**TEXT PROVIDED**
──────────────────────────────

Respondent alleged that petitioner corporation is engaged in the business of selling imported welding rods and alloys.  On June 17, 1983, it opened Commercial Letter of Credit No. 4998 with respondent bank, in the amount of US$19,606.77, which was equivalent to P218,733.92 in Philippine currency at the time the transaction was consummated.  The letter of credit was opened to purchase various welding rods and electrodes from Perma Alloys, Inc., New York, U.S.A., as evidenced by a Pro-Forma Invoice dated March 10, 1983. Petitioner corporation put up a marginal deposit of P50,414.00 from the proceeds of a separate clean loan.

As an additional security, and as a condition for the approval of petitioner corporation's application for the opening of the commercial letter of credit, respondent bank required petitioners Percival G. Llaban and Manuel P. Lucente to execute a Continuing Suretyship Agreement to the extent of P400,000.00, excluding interest, in favor of respondent bank.  Petitioner Lucente also executed a Deed of Assignment in the amount of P35,000.00 in favor of respondent bank to cover the amount of petitioner corporation's obligation to the bank.  Upon compliance with these requisites, respondent bank opened an irrevocable letter of credit for the petitioner corporation.

──────────────────────────────

**MATERIAL FOR THIS EXERCISE**
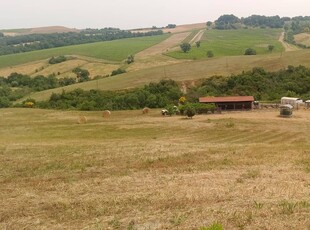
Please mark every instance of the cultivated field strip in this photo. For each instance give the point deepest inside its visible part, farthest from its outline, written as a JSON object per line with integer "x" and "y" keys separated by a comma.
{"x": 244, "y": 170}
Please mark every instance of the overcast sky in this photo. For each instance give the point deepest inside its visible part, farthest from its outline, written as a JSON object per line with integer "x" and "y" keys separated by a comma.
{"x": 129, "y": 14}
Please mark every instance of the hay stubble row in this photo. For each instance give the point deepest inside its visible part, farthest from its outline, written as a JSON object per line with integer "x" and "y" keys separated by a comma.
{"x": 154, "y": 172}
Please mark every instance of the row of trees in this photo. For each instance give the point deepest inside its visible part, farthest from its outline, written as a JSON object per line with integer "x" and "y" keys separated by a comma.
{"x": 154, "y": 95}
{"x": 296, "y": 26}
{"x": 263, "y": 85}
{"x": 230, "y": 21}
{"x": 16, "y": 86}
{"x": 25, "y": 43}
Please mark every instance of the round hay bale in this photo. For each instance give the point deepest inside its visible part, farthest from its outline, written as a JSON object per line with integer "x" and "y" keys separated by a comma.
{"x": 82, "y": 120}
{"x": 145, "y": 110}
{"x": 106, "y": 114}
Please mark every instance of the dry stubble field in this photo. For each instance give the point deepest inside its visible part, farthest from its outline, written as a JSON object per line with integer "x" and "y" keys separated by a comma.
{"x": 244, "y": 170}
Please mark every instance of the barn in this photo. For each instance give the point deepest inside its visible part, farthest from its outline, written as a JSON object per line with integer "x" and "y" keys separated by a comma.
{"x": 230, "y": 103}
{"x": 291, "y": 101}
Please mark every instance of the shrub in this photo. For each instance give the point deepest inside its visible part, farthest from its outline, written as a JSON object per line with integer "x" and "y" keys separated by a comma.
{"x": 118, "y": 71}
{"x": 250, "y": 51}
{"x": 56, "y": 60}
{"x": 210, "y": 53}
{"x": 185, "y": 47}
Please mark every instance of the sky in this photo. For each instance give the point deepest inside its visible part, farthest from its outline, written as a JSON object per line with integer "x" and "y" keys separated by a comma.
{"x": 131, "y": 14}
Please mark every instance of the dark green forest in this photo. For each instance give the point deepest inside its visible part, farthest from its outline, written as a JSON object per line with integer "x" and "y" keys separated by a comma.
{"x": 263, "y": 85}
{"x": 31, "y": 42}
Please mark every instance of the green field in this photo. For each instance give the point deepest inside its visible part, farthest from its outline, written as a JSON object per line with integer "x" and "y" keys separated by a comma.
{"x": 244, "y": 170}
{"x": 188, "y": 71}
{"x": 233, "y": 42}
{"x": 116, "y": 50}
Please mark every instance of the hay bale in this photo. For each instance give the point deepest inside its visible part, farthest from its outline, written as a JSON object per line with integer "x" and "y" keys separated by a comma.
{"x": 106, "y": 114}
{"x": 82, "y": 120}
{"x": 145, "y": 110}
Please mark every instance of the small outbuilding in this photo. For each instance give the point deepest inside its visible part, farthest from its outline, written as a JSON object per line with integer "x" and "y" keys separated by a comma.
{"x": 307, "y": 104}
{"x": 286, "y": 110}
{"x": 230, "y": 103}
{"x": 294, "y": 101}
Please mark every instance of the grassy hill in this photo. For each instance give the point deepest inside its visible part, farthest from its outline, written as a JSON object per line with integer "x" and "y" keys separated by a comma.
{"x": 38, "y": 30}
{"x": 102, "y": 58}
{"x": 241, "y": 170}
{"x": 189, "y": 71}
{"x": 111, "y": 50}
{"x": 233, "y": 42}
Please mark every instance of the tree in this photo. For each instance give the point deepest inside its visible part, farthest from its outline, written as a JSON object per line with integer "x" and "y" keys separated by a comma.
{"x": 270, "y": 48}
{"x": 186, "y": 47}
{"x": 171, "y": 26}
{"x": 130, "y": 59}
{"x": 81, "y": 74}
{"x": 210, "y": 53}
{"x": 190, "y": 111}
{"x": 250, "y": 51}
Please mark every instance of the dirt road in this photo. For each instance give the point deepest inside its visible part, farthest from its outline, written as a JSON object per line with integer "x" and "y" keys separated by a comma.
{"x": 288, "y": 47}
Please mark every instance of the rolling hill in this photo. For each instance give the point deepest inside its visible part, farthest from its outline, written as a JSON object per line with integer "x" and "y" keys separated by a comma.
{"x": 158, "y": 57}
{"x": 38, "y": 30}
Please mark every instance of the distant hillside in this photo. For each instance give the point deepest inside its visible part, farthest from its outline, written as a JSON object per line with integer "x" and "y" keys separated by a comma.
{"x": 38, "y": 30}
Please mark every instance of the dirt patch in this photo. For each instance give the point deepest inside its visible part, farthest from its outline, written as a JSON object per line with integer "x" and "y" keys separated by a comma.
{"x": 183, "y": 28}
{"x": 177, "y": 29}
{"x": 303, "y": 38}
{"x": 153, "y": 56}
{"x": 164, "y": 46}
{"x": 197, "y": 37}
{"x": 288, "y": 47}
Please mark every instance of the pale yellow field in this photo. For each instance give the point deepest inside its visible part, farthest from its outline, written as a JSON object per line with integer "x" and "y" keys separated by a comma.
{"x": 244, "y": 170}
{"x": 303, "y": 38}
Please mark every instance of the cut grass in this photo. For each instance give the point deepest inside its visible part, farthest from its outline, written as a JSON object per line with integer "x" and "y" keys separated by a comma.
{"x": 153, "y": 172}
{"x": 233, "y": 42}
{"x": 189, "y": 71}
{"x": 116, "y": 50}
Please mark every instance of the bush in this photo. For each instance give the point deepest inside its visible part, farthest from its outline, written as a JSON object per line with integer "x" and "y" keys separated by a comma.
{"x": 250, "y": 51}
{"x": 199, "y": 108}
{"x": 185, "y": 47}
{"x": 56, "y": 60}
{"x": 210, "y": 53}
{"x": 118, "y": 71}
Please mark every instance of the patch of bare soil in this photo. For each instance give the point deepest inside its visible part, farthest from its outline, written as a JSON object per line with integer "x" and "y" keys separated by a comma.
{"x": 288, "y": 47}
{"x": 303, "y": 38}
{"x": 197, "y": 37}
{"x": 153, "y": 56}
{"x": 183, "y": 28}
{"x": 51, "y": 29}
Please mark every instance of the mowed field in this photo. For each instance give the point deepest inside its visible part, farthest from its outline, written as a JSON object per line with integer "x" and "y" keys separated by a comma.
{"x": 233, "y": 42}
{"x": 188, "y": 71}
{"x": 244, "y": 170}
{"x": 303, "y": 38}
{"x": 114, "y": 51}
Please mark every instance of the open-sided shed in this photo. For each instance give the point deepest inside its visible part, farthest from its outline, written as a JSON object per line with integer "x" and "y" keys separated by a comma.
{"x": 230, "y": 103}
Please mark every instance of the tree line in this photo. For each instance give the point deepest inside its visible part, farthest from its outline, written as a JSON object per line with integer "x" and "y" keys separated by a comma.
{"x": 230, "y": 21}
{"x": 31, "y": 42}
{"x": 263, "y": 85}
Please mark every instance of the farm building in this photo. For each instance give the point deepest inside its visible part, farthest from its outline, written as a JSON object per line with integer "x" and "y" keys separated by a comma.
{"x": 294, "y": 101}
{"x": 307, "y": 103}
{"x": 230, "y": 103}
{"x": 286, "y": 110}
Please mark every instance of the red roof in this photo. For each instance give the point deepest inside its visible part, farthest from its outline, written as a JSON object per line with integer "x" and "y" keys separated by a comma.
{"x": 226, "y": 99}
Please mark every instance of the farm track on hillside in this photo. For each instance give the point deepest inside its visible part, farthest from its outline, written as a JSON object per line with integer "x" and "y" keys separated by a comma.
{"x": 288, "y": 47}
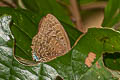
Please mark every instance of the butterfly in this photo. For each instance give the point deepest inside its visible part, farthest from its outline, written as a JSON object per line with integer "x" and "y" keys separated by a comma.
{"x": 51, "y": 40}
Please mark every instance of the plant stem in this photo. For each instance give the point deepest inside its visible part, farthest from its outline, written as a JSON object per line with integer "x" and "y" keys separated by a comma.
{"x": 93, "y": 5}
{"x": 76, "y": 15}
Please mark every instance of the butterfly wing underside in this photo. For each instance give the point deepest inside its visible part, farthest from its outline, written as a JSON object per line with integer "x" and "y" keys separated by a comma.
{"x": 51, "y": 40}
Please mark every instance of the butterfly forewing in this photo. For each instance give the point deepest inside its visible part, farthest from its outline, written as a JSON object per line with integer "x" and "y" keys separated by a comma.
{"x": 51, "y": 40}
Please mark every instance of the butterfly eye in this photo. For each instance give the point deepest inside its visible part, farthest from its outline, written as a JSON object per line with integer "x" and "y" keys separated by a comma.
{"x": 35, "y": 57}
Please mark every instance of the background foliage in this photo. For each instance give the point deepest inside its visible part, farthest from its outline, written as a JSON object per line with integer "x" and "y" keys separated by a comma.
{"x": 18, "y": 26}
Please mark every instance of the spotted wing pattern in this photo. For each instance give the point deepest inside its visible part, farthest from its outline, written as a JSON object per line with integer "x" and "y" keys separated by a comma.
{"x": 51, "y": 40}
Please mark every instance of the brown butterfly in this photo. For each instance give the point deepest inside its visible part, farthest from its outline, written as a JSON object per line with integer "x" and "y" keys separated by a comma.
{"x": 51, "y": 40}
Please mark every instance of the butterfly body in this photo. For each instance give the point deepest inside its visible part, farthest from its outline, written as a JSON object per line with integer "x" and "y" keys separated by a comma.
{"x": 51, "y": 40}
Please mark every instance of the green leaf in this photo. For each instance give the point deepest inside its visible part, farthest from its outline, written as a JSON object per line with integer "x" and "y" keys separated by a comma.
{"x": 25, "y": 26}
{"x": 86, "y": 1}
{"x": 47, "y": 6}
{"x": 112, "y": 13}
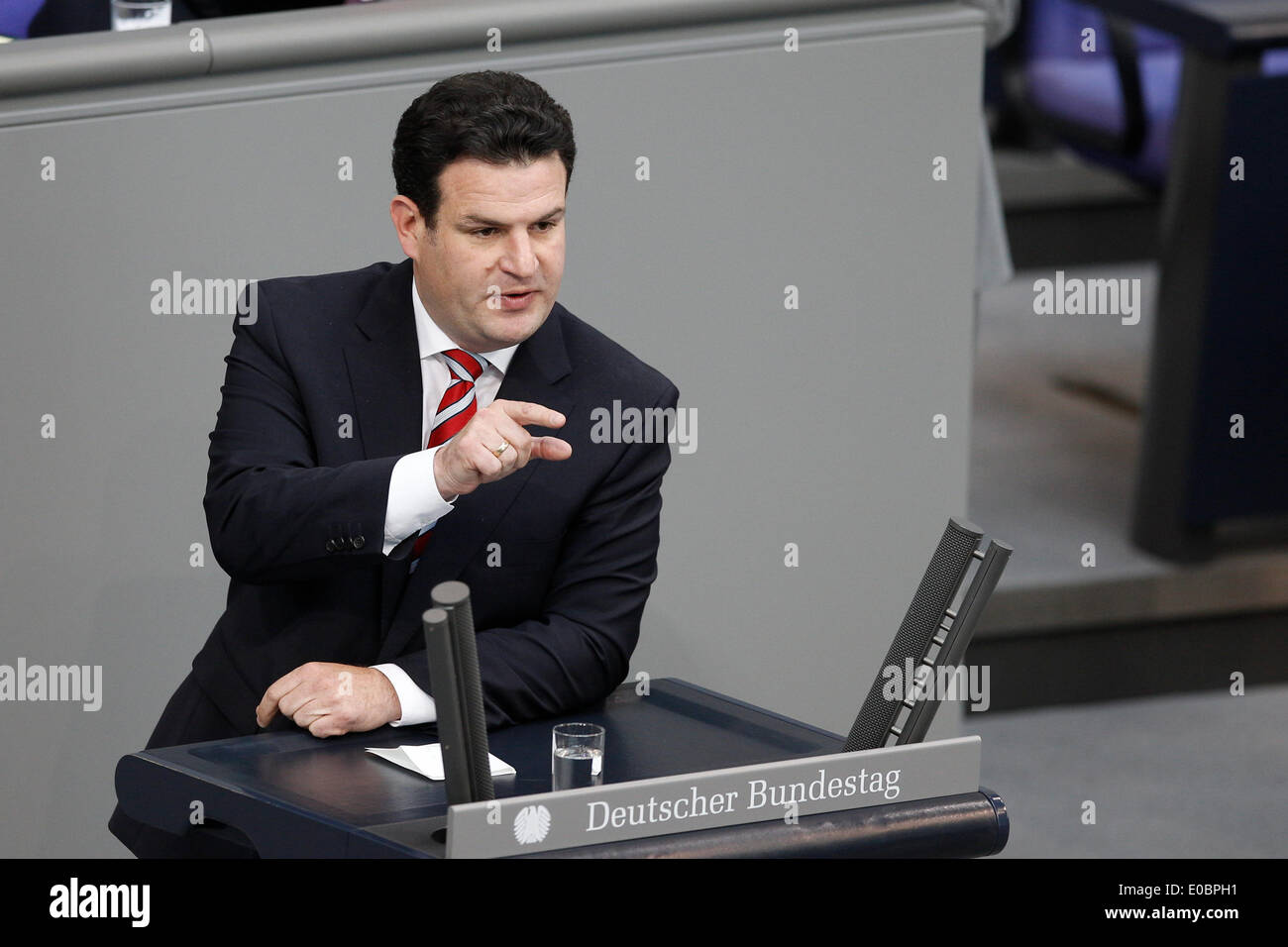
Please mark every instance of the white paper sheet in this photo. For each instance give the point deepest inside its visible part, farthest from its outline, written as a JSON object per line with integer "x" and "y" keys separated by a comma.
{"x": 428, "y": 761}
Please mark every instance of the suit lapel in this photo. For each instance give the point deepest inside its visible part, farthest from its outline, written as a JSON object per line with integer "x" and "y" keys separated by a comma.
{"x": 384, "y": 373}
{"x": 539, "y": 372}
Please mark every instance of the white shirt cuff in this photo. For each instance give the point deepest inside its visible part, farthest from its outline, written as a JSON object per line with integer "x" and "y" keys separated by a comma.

──────────────────────────────

**EXERCISES**
(A) Count the lines in the records that contain the string "dirt", treating case as significant, and give only the number.
(B) Continue the passage about the commercial letter of credit from the point where it stops.

**PER-TASK OUTPUTS**
(A) 2

(B)
To secure the indebtedness of petitioner corporation, respondent bank required the execution of a Trust Receipt in an amount equivalent to the letter of credit, on the condition that petitioner corporation would hold the goods in trust for respondent bank, with the right to sell the goods and the obligation to turn over to respondent bank the proceeds of the sale, if any.  If the goods remained unsold, petitioner corporation had the further obligation to return them to respondent bank on or before November 23, 1983.

Upon arrival of the goods in the Philippines, petitioner corporation took possession and custody thereof.

On November 23, 1983, the maturity date of the trust receipt, petitioner corporation defaulted in the payment of its obligation to respondent bank and failed to turn over the goods to the latter.  On July 24, 1984, respondent bank demanded that petitioners, as entrustees, turn over the goods subject of the trust receipt.  On September 24, 1984, petitioners turned over the subject goods to the respondent bank.

On July 31, 1985, in the presence of representatives of the petitioners and respondent bank, the goods were sold at public auction.  The goods were sold for P30,000.00 to respondent bank as the highest bidder.

The proceeds of the auction sale were insufficient to completely satisfy petitioners' outstanding obligation to respondent bank, notwithstanding the application of the time deposit account of petitioner Lucente.  Accordingly, respondent bank demanded that petitioners pay the remaining balance of their obligation.  After petitioners failed to do so, respondent bank instituted the instant case to collect the said deficiency.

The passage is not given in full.